### To do
Reproduce the data below line for line, without changing anything, but omit the pictures from your answer.
Start of Material provided
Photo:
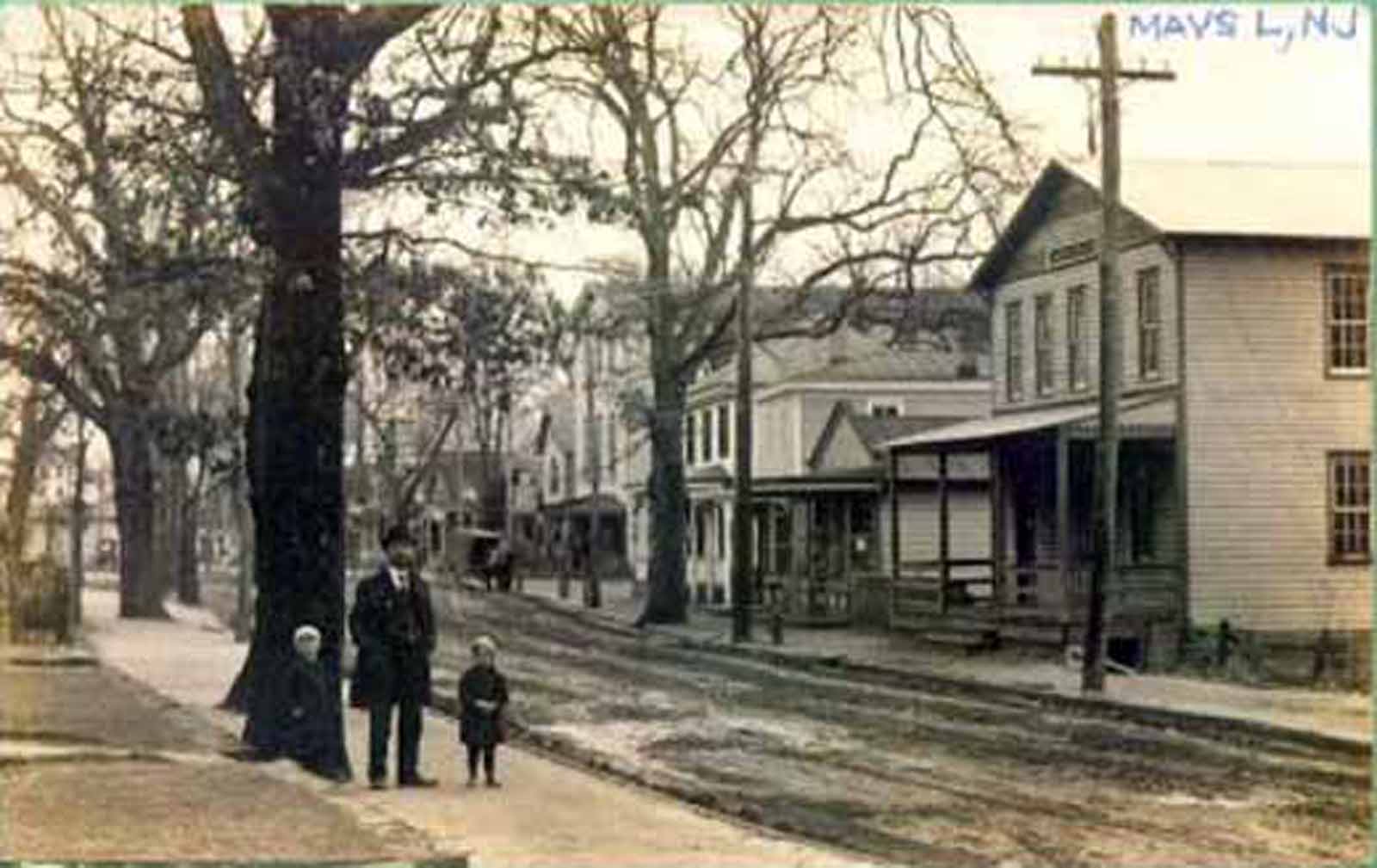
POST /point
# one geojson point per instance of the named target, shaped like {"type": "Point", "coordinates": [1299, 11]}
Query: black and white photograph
{"type": "Point", "coordinates": [658, 435]}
End of Material provided
### Finished answer
Photo:
POST /point
# one geojson point per instance of the named target, shaped like {"type": "Point", "coordinates": [1299, 11]}
Query: black and white photograph
{"type": "Point", "coordinates": [658, 435]}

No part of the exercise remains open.